» **DIRECTIVE**:
Can you quote the lines below exactly, starting at the line with "Tag a single point on each instance of the round blue" and going through the last one?

+++ RECORD EXCERPTS +++

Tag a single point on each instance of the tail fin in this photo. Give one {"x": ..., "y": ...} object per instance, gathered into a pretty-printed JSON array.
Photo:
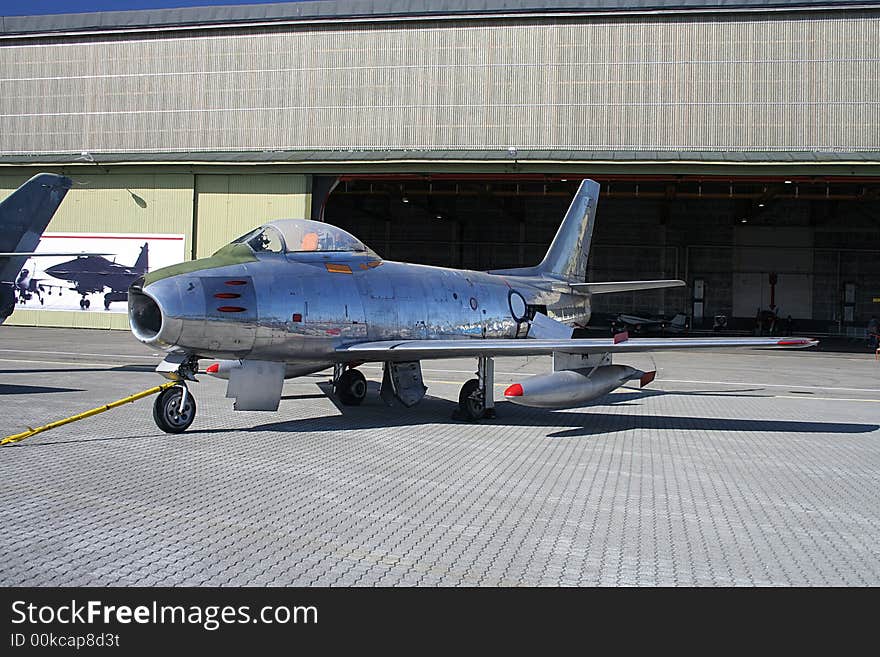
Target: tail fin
[
  {"x": 24, "y": 216},
  {"x": 142, "y": 264},
  {"x": 567, "y": 256}
]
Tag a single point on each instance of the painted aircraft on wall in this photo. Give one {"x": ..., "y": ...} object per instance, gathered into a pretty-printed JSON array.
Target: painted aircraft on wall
[
  {"x": 294, "y": 297},
  {"x": 24, "y": 215},
  {"x": 95, "y": 273}
]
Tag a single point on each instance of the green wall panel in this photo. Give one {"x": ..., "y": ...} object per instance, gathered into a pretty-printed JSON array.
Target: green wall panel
[
  {"x": 112, "y": 203},
  {"x": 231, "y": 205}
]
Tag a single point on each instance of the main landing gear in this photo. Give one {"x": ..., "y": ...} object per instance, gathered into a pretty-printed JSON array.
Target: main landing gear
[
  {"x": 349, "y": 385},
  {"x": 477, "y": 397}
]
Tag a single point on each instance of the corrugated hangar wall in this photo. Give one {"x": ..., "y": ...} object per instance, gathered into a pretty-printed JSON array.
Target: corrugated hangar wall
[
  {"x": 208, "y": 209},
  {"x": 794, "y": 82}
]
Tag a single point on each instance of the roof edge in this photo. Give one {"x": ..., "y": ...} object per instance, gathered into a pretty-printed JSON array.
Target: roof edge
[{"x": 322, "y": 11}]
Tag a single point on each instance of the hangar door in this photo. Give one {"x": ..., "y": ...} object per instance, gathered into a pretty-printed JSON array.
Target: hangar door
[{"x": 773, "y": 266}]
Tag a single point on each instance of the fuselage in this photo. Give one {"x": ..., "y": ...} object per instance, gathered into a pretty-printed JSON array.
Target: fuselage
[{"x": 299, "y": 307}]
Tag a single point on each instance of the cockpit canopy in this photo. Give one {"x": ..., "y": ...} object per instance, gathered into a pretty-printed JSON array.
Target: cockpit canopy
[{"x": 301, "y": 236}]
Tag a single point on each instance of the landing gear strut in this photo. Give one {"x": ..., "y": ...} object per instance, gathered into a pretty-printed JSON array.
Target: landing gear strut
[
  {"x": 174, "y": 409},
  {"x": 349, "y": 385},
  {"x": 477, "y": 397}
]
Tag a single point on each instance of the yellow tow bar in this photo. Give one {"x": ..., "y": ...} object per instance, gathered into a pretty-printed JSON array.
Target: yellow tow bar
[{"x": 52, "y": 425}]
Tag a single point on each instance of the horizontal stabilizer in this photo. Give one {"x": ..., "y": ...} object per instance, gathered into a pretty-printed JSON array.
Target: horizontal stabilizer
[
  {"x": 32, "y": 254},
  {"x": 624, "y": 286},
  {"x": 545, "y": 328}
]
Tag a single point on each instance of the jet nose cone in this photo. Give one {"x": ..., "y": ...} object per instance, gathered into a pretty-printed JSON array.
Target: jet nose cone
[{"x": 148, "y": 312}]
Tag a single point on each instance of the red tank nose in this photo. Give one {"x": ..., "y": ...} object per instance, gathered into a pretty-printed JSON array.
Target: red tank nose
[{"x": 514, "y": 391}]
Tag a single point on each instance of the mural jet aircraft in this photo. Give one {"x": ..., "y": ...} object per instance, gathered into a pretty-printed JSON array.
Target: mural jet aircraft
[
  {"x": 94, "y": 273},
  {"x": 294, "y": 297},
  {"x": 24, "y": 215}
]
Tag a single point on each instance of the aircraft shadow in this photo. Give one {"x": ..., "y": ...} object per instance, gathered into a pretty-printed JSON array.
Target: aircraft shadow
[
  {"x": 373, "y": 414},
  {"x": 9, "y": 389},
  {"x": 73, "y": 369}
]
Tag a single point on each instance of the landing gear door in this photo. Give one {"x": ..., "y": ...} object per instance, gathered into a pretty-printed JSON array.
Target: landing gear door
[{"x": 403, "y": 381}]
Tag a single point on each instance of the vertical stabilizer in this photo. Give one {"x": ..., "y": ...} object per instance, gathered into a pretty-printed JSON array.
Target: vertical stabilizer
[
  {"x": 567, "y": 256},
  {"x": 142, "y": 264},
  {"x": 24, "y": 215},
  {"x": 568, "y": 253}
]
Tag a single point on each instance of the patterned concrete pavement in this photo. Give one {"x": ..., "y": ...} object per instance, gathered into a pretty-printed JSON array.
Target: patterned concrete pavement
[{"x": 733, "y": 468}]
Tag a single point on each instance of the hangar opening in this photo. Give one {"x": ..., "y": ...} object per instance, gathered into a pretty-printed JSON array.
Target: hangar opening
[{"x": 754, "y": 250}]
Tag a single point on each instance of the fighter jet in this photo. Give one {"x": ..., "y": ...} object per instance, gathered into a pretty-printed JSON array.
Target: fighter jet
[
  {"x": 94, "y": 273},
  {"x": 24, "y": 215},
  {"x": 294, "y": 297}
]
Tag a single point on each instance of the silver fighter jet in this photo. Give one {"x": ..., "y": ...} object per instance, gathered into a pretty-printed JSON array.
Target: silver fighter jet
[{"x": 294, "y": 297}]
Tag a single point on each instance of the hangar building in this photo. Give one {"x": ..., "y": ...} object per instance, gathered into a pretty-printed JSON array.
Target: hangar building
[{"x": 736, "y": 141}]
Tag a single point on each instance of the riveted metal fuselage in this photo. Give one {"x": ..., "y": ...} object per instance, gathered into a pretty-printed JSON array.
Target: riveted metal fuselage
[{"x": 301, "y": 307}]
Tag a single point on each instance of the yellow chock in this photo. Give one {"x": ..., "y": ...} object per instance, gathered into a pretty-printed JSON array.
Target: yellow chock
[{"x": 81, "y": 416}]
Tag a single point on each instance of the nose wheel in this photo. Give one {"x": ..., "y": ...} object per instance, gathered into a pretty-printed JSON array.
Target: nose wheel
[{"x": 174, "y": 409}]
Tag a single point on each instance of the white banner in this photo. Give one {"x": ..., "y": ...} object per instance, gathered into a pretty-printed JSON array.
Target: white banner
[{"x": 98, "y": 280}]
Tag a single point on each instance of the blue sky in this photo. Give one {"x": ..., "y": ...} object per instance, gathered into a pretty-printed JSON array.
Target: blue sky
[{"x": 32, "y": 7}]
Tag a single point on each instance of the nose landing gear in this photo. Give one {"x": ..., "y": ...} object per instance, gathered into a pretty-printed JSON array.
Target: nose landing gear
[{"x": 174, "y": 409}]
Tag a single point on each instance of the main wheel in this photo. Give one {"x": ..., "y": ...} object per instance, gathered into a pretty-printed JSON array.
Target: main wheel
[
  {"x": 470, "y": 400},
  {"x": 351, "y": 387},
  {"x": 167, "y": 412}
]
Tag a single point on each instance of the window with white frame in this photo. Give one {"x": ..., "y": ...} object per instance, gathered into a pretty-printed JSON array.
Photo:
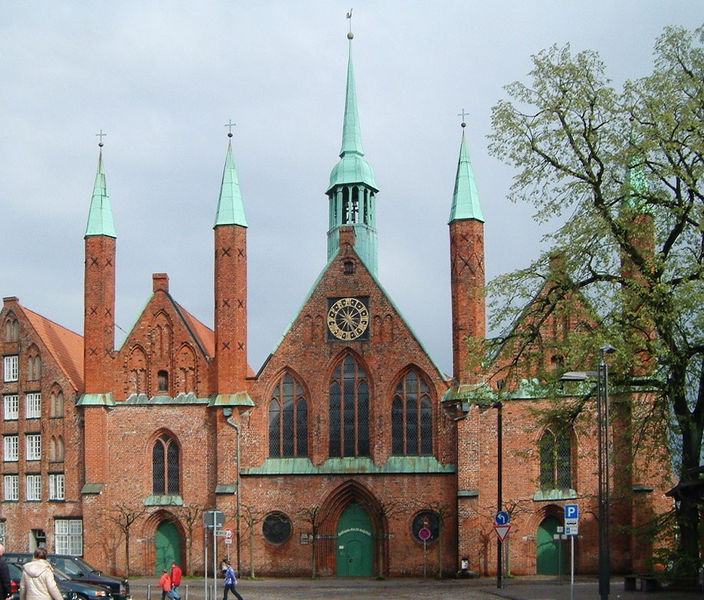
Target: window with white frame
[
  {"x": 57, "y": 486},
  {"x": 12, "y": 487},
  {"x": 33, "y": 407},
  {"x": 11, "y": 368},
  {"x": 11, "y": 406},
  {"x": 34, "y": 446},
  {"x": 34, "y": 488},
  {"x": 68, "y": 536},
  {"x": 11, "y": 448}
]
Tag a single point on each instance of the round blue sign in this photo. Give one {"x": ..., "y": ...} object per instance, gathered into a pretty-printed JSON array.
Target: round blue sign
[{"x": 502, "y": 518}]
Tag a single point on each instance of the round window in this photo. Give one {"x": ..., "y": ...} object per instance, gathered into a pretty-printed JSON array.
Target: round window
[
  {"x": 277, "y": 528},
  {"x": 426, "y": 526}
]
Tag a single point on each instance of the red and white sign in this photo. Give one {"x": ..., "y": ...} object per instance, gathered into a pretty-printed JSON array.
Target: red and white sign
[{"x": 502, "y": 531}]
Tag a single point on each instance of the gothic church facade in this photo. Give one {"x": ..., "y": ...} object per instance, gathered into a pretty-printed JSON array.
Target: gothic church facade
[{"x": 347, "y": 453}]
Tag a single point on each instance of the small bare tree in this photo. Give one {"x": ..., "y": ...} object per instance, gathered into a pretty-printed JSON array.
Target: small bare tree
[
  {"x": 188, "y": 515},
  {"x": 315, "y": 517},
  {"x": 124, "y": 516}
]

+++

» **RESULT OF THE TASK**:
Tag a single point on each instance of the round blue sign in this photo. Give one {"x": ..., "y": ...} object per instance, gathered into a pretty-printed JSON array.
Target: round blue sign
[{"x": 502, "y": 518}]
Tag a single point on each instance of the round window in this photo. Give one {"x": ..., "y": ...} object per instance, gathered into a pretty-printed JSON array.
Target: round window
[
  {"x": 277, "y": 528},
  {"x": 426, "y": 526}
]
Tag a single point on each instance of the red and white sign in this photo. Give one {"x": ..., "y": ...} object per instance, gathered into a pretty-printed JSON array.
Target: red and white sign
[{"x": 502, "y": 531}]
Tag a single point on each instance of the gothic church facade in this photo. Give one {"x": ..., "y": ...} object per instance, gathered into a pretty-printed JSON array.
Target: gothic church facade
[{"x": 347, "y": 453}]
Tag a single point on each instance of the small bare tree in this photo. Give one {"x": ..., "y": ...} object per instance, gathered into a pretty-printed JSON array.
Target: small bare tree
[
  {"x": 188, "y": 515},
  {"x": 315, "y": 517},
  {"x": 124, "y": 516}
]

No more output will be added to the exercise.